Top of GIVEN ENTRIES
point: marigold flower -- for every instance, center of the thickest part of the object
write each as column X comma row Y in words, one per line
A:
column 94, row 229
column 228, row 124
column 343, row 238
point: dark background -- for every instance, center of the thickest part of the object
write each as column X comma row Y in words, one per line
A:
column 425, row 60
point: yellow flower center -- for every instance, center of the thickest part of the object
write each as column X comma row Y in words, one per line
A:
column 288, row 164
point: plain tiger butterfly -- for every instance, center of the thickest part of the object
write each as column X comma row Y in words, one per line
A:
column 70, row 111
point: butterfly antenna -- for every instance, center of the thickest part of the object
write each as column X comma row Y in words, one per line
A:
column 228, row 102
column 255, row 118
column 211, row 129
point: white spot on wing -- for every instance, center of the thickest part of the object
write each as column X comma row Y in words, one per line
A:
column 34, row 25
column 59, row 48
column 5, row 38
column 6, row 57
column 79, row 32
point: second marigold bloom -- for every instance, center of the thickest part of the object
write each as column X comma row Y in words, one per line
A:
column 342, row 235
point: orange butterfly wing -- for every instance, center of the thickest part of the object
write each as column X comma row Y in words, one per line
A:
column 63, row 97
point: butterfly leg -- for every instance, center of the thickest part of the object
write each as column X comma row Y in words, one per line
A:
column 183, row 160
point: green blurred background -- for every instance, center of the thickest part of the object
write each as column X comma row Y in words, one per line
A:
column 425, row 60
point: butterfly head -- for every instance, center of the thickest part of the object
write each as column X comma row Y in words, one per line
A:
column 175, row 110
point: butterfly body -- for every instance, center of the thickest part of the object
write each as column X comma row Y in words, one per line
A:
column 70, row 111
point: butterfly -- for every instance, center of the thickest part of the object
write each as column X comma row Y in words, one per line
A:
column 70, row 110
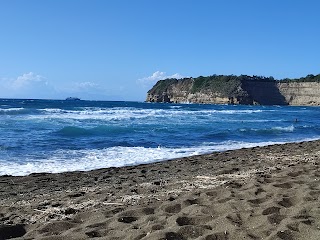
Bottom of GIVEN ENTRIES
* _WORK REQUEST_: From the first line to the last, restate the entries exactly, without pictures.

* _PROBLEM SOLUTION_:
point: marigold flower -- for every instance, center of the thickest part of the object
write each as column X comma row Y in words, one per line
A:
column 94, row 229
column 228, row 124
column 343, row 238
point: dark background -- for every instance, center of the thickest part of the object
write each as column X comma row Y in words, one per line
A:
column 425, row 60
point: yellow flower center -- for every instance, center of the thickest part of the object
write each as column X comma row Y in words, one per line
A:
column 288, row 164
point: plain tiger butterfly -- for every instance, center of the thickest part of the object
write each as column X comma row Y in words, one per line
A:
column 70, row 111
point: butterfly antenna -- for every instance, center of the thickest part of the object
write each as column X comma row Y in words, one per line
A:
column 228, row 102
column 255, row 118
column 211, row 129
point: white spot on wing -- for every instance, center of the thickest part of the object
write each as column X comma row Y in words, one per line
A:
column 34, row 25
column 59, row 48
column 5, row 38
column 6, row 57
column 79, row 32
point: second marigold bloom -- for every instance, center of the thickest part of the object
write each as column X comma row Y in words, one per line
A:
column 342, row 235
point: orange butterfly wing -- for every instance, center of the thickest part of the object
write each as column X comma row Y in words, one per line
A:
column 63, row 97
point: butterfly leg -- for every instance, center of the thickest part of the object
write each as column X comma row Y in words, one per line
A:
column 183, row 160
point: green blurred background -- for every instance, center of the thickest part of the object
write each as column X comma row Y in words, one per line
A:
column 425, row 60
point: butterfly head -- for every instance, center of the thickest part of the object
write each as column X comma row Y in words, one per line
A:
column 175, row 110
point: butterfly body -- for every instance, center of the thickest part of the object
write each as column X comma row Y in words, one per line
A:
column 70, row 111
point: butterfly -- for every instance, center of the thickest part of the object
write each as column X comma row Y in words, one per line
A:
column 70, row 110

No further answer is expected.